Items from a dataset

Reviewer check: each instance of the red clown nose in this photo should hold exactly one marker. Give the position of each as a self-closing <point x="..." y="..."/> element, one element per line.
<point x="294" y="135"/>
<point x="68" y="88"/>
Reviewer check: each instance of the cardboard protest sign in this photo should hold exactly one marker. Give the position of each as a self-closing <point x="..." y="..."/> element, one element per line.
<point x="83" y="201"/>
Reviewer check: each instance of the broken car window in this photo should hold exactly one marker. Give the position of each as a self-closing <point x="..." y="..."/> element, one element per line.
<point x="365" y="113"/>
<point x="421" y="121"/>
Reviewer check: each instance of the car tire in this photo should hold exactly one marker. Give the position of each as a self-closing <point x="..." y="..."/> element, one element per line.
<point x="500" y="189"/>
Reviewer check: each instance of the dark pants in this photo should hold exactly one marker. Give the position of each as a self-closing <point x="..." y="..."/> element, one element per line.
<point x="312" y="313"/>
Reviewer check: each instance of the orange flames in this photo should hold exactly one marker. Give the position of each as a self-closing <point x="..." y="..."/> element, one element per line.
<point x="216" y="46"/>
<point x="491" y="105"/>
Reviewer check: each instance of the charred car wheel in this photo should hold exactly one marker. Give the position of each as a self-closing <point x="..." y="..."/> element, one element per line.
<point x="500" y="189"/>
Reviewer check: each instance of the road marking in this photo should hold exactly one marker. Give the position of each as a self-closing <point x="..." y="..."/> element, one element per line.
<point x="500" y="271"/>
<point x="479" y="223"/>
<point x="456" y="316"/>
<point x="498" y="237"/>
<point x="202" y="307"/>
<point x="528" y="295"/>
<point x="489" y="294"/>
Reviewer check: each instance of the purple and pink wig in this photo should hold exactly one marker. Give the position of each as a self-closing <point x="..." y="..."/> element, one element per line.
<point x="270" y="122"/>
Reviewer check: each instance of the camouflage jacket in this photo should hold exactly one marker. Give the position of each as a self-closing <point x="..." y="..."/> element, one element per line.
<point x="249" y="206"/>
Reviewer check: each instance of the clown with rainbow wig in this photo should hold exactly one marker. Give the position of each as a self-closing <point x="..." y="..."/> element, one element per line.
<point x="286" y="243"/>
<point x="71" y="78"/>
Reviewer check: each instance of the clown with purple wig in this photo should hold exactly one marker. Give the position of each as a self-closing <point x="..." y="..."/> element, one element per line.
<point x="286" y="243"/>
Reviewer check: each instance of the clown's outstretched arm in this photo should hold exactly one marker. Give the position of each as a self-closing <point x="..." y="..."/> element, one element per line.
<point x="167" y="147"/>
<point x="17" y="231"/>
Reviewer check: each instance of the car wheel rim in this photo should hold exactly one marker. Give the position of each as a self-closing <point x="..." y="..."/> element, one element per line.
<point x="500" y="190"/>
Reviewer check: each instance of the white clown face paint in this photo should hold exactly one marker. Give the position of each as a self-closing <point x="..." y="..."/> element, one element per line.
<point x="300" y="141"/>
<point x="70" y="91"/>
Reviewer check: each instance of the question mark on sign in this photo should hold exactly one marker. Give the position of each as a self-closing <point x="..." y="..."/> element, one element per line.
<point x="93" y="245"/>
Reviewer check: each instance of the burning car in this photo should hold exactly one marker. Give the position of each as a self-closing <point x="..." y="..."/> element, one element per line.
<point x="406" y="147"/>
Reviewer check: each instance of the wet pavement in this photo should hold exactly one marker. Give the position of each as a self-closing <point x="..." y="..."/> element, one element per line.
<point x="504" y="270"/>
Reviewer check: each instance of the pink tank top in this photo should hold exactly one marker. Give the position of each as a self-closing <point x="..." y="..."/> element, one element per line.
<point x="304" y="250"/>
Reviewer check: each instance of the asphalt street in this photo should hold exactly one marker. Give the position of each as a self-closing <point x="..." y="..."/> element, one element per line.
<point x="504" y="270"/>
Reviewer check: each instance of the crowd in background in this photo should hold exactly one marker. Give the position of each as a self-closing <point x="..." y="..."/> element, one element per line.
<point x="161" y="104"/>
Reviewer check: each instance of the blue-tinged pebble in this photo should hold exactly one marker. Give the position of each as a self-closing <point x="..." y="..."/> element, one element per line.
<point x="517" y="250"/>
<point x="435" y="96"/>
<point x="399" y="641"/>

| WHAT YOU NEED TO DO |
The whole listing above needs to be written out again exactly.

| RESULT BELOW |
Reviewer check: each instance of the red clown nose in this photo should hold exactly one marker. Give the position of each as a self-closing <point x="..." y="..."/> element, one element per line.
<point x="294" y="135"/>
<point x="68" y="88"/>
Reviewer check: each instance of the cardboard protest sign in this photo should hold exactly one marker. Give the position of each as a self-closing <point x="..." y="..."/> element, one element per line.
<point x="83" y="201"/>
Reviewer check: each instance of the broken car window in this photo should hold exactly one marker. Give the position of each as a self-closing <point x="..." y="..."/> element, one element per line.
<point x="365" y="113"/>
<point x="421" y="121"/>
Reviewer check: each instance of the car tire in this photo should hold exactly one marker. Give the position of each as a self-closing <point x="..." y="..."/> element, one element per line.
<point x="500" y="189"/>
Reviewer check: each instance of the dark pants in this photo should hold exactly one marker. Give the position of each as a self-closing <point x="..." y="..."/> element, one element per line.
<point x="312" y="313"/>
Reviewer check: each instance of the orange flames in this photo should hold exactly one marker. Give the position of each as a self-closing <point x="..." y="..."/> element, one element per line.
<point x="216" y="46"/>
<point x="491" y="105"/>
Reviewer check: each instance of the charred car wheel in this photo should hold exactly one marker. Give the position of each as a self-closing <point x="..." y="..."/> element, one element per line.
<point x="500" y="189"/>
Reviewer check: each instance of the road marking in this photo should hold exactly one marker. Give the position of each as a self-closing <point x="..." y="..."/> element, one element per line.
<point x="500" y="271"/>
<point x="479" y="223"/>
<point x="456" y="316"/>
<point x="498" y="237"/>
<point x="202" y="307"/>
<point x="528" y="295"/>
<point x="489" y="294"/>
Reviewer check: each instance of the purple and pink wig in this photo should hold exactly one marker. Give the position of each as a self-closing <point x="..." y="..."/> element, one element per line.
<point x="270" y="122"/>
Reviewer check: each instance of the camouflage jacket in this photo should hold exactly one marker. Give the position of each as a self-closing <point x="..." y="..."/> element, one element per line.
<point x="249" y="206"/>
Reviewer check: each instance of the clown with rainbow wig in this photo should hold exactly one marker. Give the position of each as a self-closing <point x="..." y="..."/> element, one element per line.
<point x="286" y="243"/>
<point x="71" y="78"/>
Reviewer check: each instance of the clown with purple wig in this photo should hold exactly one marker. Give the position of each as a self-closing <point x="..." y="..."/> element, one element per line.
<point x="286" y="243"/>
Reviewer check: each instance of the clown's outstretched arm in this photo should hold exactly one marker. Give the position of each as a self-closing <point x="..." y="..."/> element, one element per line.
<point x="167" y="147"/>
<point x="17" y="231"/>
Reviewer check: each instance of the car wheel rim in this photo should hold exactly one marker. Give the position of each as a self-closing <point x="..." y="..."/> element, one element per line.
<point x="500" y="190"/>
Reviewer check: each instance of the white clown face paint in this photo should hold exactly one marker. Give the position of each as a self-closing <point x="..." y="..."/> element, one element per line.
<point x="300" y="141"/>
<point x="70" y="91"/>
Reviewer check: each instance of the question mark on sign in this photo should hold exactly one marker. Give the position of each as a self-closing <point x="..." y="..."/> element, one element per line.
<point x="93" y="245"/>
Reviewer check: each instance of the burning car in this photo should hold exactly one marker. Give the position of each as a self-closing <point x="..." y="..."/> element, one element per line.
<point x="406" y="147"/>
Reviewer check: each instance of the wet pavement in this photo should hold exactly one marker. Give the position of each as a self-closing <point x="..." y="..."/> element, one element per line.
<point x="504" y="270"/>
Reviewer check: each instance of the pink tank top in this photo should hold exactly one marker. Give the position of each as a self-closing <point x="..." y="..."/> element, one element per line.
<point x="304" y="250"/>
Reviewer check: each instance of the asphalt street in this photo should hold exactly one marker. Give the position of each as a self-closing <point x="..." y="..."/> element, one element per line.
<point x="504" y="270"/>
Reviewer check: each instance of the crowd in background in this photo should hold exactly one marker. Give the position of each as a self-closing <point x="..." y="..."/> element, one element per line.
<point x="161" y="104"/>
Reviewer check: each instance of the blue-tinged pebble in this photo should hold exactly one marker. Give the position of each as a self-closing <point x="..." y="..."/> element, one element per line.
<point x="517" y="250"/>
<point x="435" y="96"/>
<point x="399" y="641"/>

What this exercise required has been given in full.